Page extract:

____________

Michael, Terry, and their family are not alone in facing a long, daunting journey to access life-enhancing therapy for a disease with no cure. In the European Union, less than five percent of rare diseases have at least one approved treatment.[1] It can take up to five years for adults to receive a diagnosis, and half of patients will receive a misdiagnosis first.

By 2030, the goal is to support the development of 1,000 new therapies in Europe.[2] However, rare diseases challenge traditional ways of doing business. Once a medicine is approved, organizations must launch and scale quickly, often across multiple markets. Field medical teams must keep track of complex science at a time when the volume of medical knowledge is doubling every 73 days.[3] They need to identify, engage, and provide education to relevant healthcare professionals (HCPs) and experts even though they’re harder to reach via traditional methods (Veeva Pulse data shows that in-person meetings with physicians have declined in Europe in the last 12 months).

Despite these difficulties, life sciences organizations are improving how their teams organize market access and educate prescribing doctors on new medicines. Companies with comprehensive, accurate healthcare ecosystem data and insights relating to medical experts can prepare the market pre-launch and hit the ground running to accelerate execution after launch. This helps all customer-facing teams to deliver a consistently high-value scientific exchange in which every interaction builds off the last.

Greater agility during launch

Emerging biopharmas play a key role in delivering treatments for affected patients. Of the 192 orphan medicinal products (OMPs) authorized by the European Medicines Agency (EMA) between 2010 and 2022, one in ten successful applicants was designated an ‘SME’.[4] Facing more resource constraints than their competitors (which may have sales organizations multiple times their size), early-stage companies are increasingly seeking the best customer reference data and key opinion leader (KOL) insights to become more nimble when launching new treatments.

Rich information on experts, available in CRM, supported Sweden-headquartered Sobi to launch the first and only medicine for hemophagocytic lymphohistiocytosis (HLH) — a rare, hyperinflammatory condition affecting one in 50,000 resulting in a two-month life expectancy. In the U.S., MSLs at the company now routinely use real-time intelligence to find the right KOLs, understand their interests, priorities, and activities, and consolidate scientific information and updates. “90% of MSLs found new insights for their next engagements, which is critical for a rare disease company with lean teams,” says Rich Palizzolo, executive director of CX and advanced commercial capabilities at Sobi.

An added complexity is that rare diseases often involve several specialties. MSL teams have to get up to speed quickly on multiple areas before meeting experts — while also being responsible for other (more mainstream) therapeutic areas. ADVANZ PHARMA, which focuses on specialty, hospital, and rare disease medicine, found having scientific resources and activity data in one place helped MSLs use their time efficiently. Head of CRM and Digital Solutions for Global Commercial Excellence, Andy Eeckhout, notes: “Our customer-facing teams need to be agile communicators and effectively switch to a more patient-oriented, in-depth scientific discussion than with generics. Pre-call planning is crucial for MSLs before and after launch. The more data they can find, including on past interactions, the better.”

Other companies use customer reference and patient data to improve operational agility as they launch and scale their first products across Europe. For example, one late-stage biotech leveraged its data on the healthcare ecosystem to get a head start on launch by identifying market access roles in Spain, Benelux, and the Nordic countries.

____________

Information shown:

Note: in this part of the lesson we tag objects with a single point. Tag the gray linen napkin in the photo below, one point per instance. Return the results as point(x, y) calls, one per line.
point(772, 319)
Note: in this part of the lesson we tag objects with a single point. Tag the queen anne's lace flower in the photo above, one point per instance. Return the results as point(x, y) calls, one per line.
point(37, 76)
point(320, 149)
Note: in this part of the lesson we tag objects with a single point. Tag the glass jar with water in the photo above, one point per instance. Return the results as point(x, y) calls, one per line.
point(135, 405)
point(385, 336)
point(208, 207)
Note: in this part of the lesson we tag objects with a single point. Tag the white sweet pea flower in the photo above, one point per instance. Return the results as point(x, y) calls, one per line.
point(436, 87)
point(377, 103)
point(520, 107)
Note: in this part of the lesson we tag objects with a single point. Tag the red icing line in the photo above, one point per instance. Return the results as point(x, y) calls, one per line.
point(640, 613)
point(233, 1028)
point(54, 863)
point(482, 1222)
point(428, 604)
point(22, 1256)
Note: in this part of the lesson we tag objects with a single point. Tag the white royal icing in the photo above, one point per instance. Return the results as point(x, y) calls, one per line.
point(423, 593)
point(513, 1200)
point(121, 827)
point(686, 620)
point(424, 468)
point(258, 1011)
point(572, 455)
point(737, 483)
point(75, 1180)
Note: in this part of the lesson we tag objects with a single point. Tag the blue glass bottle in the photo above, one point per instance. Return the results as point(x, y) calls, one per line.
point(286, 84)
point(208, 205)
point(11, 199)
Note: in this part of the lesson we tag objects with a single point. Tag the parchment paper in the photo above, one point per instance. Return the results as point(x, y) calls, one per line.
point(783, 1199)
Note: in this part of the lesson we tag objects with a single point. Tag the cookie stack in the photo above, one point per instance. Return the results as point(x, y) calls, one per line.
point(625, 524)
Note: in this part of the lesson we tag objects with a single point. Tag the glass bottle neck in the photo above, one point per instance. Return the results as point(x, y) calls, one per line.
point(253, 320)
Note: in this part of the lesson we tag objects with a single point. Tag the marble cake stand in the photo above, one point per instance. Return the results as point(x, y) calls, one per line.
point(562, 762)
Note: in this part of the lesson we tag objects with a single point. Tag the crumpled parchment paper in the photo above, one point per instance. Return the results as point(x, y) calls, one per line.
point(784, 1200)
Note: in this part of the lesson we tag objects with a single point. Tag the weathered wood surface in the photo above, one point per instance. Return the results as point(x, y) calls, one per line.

____________

List of tasks:
- a) In the text on rare disease treatments, what percentage of Sobi's MSLs found new insights for their next engagements?
- b) Please extend the text on rare disease treatments, starting right after its last sentence.

Solved problems:
- a) 90%

- b)
One voice to the physician

After identifying the right experts, teams can engage them more effectively by ensuring that each HCP interaction builds off the previous one. However, sales, marketing, and medical teams often use disconnected technology. As a result, 65% of HCP engagements are not synchronized.

When these teams are connected in the same system handovers are smoother, and HCPs can find answers quickly or connect with MSLs if needed. ADVANZ PHARMA introduced a pre-launch module in its CRM to help market access, medical, and commercial teams share information compliantly. Eeckhout explains: “Physicians need a direct line to the industry, so they know who to contact when they have questions. Medical and commercial teams need to talk to each other and remain agile across customer conversations.”

ANI Pharmaceuticals, which delivers treatments for certain rare autoimmune and inflammatory conditions, only had 75 days to commercialize following swifter-than-expected regulatory approval. By using an industry-specific CRM with master data management, it consolidated its view of each HCP to include interactions with medical and sales reps. “Having this information accessible within the CRM system facilitates more thoughtful and helpful conversations with providers, as well as sales teams’ success and high click-through email rates,” explains Bob Acropolis, executive director of operations and analytics at ANI.

The foundation of successful interactions is accurate reference data — on physicians, healthcare organizations (HCOs), or affiliations. If applied across functions as part of a complete life sciences-specific CRM, it helps companies speak with one voice. In most cases, data change requests (DCRs) can now be made (and resolved) in hours, so reps and field medical don’t duplicate attempts to modify account information and instead work from the same database. With greater trust and confidence in reference data, teams save time so they can focus on high-value scientific exchange.

Sharing medical content that engages

Europe’s fragmented regulatory landscape and evolving local requirements intensify the pressure on marketing teams: they must provide highly personalized, compliant medical content that field teams can share at scale with scientific experts and physicians. With a single view across the entire content lifecycle, biopharmas can streamline and speed up medical, legal, and regulatory (MLR) reviews.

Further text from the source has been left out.